# What is asked
Reproduce verbatim only the lines from the one containing "Phrase -- green leaf" through the last line below, both included.

+ + +

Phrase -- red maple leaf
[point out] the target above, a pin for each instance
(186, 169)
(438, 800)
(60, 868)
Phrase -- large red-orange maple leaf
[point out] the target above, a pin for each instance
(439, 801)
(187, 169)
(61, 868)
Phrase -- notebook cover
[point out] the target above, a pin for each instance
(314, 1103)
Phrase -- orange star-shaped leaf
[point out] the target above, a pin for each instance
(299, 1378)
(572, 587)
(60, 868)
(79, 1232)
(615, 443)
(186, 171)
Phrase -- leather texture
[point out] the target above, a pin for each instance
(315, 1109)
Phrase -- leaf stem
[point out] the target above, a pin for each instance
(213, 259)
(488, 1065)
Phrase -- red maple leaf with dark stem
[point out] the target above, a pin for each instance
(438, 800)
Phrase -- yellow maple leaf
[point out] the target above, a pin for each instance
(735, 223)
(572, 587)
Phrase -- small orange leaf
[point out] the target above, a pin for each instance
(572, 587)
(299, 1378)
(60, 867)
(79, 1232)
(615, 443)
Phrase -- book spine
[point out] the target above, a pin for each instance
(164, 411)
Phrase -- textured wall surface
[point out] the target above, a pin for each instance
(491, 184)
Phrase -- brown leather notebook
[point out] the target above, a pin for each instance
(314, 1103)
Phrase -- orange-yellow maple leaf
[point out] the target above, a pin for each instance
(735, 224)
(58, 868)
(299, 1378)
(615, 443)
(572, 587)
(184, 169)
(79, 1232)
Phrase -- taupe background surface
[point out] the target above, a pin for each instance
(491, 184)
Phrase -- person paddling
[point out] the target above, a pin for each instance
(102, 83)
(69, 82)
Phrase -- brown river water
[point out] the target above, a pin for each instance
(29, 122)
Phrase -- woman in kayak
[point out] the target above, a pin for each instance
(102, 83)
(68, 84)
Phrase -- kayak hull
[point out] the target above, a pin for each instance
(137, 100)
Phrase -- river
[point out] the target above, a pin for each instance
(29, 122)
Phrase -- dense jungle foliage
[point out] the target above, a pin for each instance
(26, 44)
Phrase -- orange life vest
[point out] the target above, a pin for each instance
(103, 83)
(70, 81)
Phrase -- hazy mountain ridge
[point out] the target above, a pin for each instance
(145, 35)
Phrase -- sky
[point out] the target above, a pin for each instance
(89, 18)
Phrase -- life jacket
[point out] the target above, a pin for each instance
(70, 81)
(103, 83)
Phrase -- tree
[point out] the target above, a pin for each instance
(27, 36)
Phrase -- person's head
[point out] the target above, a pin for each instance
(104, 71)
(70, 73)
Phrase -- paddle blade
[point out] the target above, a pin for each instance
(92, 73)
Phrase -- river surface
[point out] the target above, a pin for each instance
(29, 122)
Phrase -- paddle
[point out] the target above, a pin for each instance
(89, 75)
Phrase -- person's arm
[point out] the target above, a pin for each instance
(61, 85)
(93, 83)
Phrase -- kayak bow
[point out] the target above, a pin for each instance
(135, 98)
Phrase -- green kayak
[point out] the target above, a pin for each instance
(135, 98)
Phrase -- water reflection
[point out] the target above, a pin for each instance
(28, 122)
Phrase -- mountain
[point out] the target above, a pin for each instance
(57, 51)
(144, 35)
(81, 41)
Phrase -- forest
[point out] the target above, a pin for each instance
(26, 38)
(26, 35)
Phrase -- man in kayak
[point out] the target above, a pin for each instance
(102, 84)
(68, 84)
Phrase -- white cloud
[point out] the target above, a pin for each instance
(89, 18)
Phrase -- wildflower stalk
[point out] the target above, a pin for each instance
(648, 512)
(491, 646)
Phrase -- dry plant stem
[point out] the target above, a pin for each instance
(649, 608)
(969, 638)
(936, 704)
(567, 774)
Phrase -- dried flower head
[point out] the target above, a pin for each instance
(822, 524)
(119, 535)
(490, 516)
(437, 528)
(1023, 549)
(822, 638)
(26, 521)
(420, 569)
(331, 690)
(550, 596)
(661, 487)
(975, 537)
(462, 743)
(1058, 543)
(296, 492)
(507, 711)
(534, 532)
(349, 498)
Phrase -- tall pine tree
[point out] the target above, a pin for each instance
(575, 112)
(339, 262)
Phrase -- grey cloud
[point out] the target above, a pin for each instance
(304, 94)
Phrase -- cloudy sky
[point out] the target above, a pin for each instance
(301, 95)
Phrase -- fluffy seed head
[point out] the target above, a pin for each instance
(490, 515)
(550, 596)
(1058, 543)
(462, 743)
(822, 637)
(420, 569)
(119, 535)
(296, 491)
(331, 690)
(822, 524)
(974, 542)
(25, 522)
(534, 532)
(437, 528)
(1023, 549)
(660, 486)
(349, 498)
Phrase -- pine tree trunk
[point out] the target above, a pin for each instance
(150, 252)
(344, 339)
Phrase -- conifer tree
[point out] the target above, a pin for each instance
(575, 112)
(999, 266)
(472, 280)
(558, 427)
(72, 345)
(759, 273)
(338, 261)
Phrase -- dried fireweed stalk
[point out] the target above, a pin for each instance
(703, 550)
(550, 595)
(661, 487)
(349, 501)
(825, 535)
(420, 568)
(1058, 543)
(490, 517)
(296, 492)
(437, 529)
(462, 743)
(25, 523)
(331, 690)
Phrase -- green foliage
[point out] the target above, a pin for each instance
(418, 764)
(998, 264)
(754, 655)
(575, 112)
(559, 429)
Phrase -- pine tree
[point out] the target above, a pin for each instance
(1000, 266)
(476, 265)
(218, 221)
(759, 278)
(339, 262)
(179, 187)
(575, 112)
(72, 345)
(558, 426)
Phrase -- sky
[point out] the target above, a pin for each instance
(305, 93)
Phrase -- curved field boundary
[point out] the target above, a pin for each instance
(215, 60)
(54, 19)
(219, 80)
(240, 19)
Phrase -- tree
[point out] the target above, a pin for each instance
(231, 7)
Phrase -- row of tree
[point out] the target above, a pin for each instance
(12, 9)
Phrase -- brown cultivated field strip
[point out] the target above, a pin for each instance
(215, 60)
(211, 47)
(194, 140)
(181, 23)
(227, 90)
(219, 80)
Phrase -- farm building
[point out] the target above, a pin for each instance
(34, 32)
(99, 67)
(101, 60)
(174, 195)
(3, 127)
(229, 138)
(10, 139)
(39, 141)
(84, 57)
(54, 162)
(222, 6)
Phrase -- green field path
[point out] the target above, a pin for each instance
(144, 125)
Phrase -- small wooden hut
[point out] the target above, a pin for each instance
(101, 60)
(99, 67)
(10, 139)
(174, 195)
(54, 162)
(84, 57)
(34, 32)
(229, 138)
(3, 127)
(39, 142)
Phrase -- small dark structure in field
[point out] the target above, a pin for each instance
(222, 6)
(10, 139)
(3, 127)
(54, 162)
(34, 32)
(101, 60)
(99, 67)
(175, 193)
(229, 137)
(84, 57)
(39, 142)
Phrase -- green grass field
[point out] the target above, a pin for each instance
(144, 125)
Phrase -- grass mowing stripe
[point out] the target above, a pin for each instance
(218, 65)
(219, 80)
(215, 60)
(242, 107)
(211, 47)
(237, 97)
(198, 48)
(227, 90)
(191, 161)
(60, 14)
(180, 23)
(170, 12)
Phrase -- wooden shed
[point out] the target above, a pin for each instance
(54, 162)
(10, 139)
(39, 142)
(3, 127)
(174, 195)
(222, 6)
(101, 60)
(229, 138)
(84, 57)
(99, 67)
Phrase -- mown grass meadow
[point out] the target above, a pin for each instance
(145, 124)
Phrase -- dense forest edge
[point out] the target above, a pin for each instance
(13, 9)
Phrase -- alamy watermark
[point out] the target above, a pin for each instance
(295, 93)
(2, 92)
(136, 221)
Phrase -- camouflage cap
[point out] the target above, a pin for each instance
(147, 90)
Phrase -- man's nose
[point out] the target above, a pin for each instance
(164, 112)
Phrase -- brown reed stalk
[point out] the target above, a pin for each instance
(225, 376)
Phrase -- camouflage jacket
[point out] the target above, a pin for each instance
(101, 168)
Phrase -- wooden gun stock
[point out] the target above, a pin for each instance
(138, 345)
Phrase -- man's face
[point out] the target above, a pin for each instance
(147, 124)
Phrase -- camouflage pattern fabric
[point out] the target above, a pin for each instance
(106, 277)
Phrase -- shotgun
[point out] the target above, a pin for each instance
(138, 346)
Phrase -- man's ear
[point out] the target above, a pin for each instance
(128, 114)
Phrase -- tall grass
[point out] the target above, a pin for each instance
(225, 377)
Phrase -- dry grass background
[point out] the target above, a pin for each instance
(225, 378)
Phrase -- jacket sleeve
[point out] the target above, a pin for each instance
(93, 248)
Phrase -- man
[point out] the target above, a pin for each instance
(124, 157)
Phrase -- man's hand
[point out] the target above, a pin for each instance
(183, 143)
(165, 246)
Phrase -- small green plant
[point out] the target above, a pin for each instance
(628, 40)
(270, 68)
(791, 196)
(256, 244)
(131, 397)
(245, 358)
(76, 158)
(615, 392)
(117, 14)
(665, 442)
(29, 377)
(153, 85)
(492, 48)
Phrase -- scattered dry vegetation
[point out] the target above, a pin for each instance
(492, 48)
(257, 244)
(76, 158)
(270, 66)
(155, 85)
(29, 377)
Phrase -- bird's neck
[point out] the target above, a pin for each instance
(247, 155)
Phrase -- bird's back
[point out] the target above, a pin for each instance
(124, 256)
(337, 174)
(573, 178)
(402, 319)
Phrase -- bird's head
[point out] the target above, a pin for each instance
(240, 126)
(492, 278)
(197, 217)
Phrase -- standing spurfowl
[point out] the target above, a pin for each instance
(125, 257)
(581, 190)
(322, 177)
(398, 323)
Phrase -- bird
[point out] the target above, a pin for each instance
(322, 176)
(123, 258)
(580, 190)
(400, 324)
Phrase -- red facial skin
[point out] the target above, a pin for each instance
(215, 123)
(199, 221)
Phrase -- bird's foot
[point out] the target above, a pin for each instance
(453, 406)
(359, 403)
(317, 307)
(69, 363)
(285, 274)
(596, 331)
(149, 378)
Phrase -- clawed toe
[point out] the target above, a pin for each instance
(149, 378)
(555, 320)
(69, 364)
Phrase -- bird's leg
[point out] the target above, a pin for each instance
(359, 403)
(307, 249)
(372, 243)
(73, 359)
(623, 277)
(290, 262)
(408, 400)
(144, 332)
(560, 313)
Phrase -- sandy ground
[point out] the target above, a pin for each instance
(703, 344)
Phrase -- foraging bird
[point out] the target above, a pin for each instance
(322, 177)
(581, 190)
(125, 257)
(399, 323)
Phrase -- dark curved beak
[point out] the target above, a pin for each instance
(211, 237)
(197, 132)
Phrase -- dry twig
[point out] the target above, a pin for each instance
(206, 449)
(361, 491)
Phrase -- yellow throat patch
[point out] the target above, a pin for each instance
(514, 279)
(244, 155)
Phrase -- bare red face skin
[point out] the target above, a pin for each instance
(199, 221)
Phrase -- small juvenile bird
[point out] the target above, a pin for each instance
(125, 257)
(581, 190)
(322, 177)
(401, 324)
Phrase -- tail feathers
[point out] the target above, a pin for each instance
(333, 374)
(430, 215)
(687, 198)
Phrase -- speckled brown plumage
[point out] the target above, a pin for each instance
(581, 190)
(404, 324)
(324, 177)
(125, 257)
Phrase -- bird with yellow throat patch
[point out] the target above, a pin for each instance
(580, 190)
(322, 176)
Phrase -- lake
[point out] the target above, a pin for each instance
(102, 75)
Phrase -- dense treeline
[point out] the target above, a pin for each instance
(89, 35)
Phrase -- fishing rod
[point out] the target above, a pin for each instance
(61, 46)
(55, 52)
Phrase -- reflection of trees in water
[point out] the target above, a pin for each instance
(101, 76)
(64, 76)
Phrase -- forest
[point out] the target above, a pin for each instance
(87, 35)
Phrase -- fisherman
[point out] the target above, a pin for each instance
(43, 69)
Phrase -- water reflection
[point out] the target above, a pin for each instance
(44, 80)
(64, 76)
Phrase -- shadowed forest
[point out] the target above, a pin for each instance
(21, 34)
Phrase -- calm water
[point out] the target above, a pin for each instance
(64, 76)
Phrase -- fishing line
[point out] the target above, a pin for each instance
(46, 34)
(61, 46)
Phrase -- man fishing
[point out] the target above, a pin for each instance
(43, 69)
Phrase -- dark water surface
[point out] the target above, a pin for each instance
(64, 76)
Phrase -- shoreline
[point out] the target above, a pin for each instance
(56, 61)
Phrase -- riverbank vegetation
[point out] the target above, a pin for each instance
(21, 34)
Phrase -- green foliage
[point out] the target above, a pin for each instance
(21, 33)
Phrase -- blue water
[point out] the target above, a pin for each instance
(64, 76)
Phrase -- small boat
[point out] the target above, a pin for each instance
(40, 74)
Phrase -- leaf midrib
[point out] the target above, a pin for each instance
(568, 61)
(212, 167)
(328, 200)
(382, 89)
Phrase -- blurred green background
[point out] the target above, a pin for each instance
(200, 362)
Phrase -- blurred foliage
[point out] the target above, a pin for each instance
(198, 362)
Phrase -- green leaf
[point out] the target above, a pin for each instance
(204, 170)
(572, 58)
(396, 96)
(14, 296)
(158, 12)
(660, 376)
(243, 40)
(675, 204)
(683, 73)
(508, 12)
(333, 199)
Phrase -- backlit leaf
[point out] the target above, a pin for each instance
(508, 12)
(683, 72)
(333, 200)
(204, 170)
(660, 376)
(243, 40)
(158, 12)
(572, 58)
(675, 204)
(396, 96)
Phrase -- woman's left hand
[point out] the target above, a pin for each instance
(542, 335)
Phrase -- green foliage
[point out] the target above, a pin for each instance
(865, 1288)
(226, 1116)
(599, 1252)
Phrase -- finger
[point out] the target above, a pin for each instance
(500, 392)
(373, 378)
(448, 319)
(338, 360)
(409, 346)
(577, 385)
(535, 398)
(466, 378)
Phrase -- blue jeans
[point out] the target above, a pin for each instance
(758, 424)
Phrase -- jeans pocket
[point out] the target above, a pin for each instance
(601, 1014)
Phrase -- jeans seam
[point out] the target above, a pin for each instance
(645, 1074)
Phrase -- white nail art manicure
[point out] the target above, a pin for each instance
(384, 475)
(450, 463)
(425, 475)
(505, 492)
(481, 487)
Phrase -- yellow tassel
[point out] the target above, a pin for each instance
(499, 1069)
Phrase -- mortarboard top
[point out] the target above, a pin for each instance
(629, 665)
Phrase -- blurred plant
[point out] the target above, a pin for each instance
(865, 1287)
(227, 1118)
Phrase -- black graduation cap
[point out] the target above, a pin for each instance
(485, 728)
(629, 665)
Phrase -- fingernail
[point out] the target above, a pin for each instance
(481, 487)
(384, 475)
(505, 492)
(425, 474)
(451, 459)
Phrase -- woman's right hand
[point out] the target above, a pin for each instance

+ + +

# Exercise solution
Phrase -- green leaf
[point out] the target above, a pin for each instance
(204, 170)
(572, 58)
(396, 96)
(14, 296)
(158, 12)
(660, 376)
(243, 40)
(675, 204)
(683, 73)
(508, 12)
(333, 199)
Phrase -- backlit leaf
[point out] the target above, a pin for each instance
(508, 12)
(683, 72)
(333, 200)
(204, 170)
(660, 376)
(243, 40)
(158, 12)
(572, 58)
(675, 204)
(396, 96)
Phrase -- woman's left hand
[point out] the target above, a pin for each instance
(542, 335)
Phrase -- green foliage
[point out] the target above, a pin for each instance
(865, 1288)
(226, 1116)
(599, 1252)
Phrase -- finger
[point out] the target above, a pin for each instance
(500, 392)
(373, 378)
(448, 319)
(338, 360)
(409, 346)
(577, 385)
(535, 398)
(466, 378)
Phrase -- blue jeans
[point out] the target above, a pin for each instance
(758, 424)
Phrase -- jeans pocket
[point out] the target above, a pin for each instance
(601, 1014)
Phrase -- jeans seam
[point out] the target above, a pin for each instance
(645, 1074)
Phrase -- white nail art manicure
[point out] the target above, a pin for each instance
(384, 475)
(450, 463)
(425, 475)
(505, 492)
(481, 487)
Phrase -- yellow tassel
[point out] the target above, a pin for each instance
(499, 1069)
Phrase -- mortarboard top
[point out] the target above, a pin for each instance
(629, 665)
Phrase -- blurred plant
[point out] the target above, a pin for each instance
(865, 1287)
(227, 1118)
Phrase -- black graduation cap
[point out] the target above, a pin for each instance
(485, 728)
(629, 665)
Phrase -- fingernail
[point out] the target above, a pin for each instance
(481, 487)
(384, 475)
(505, 492)
(425, 474)
(451, 459)
Phrase -- woman's right hand
[point out] the target above, a pin for each instance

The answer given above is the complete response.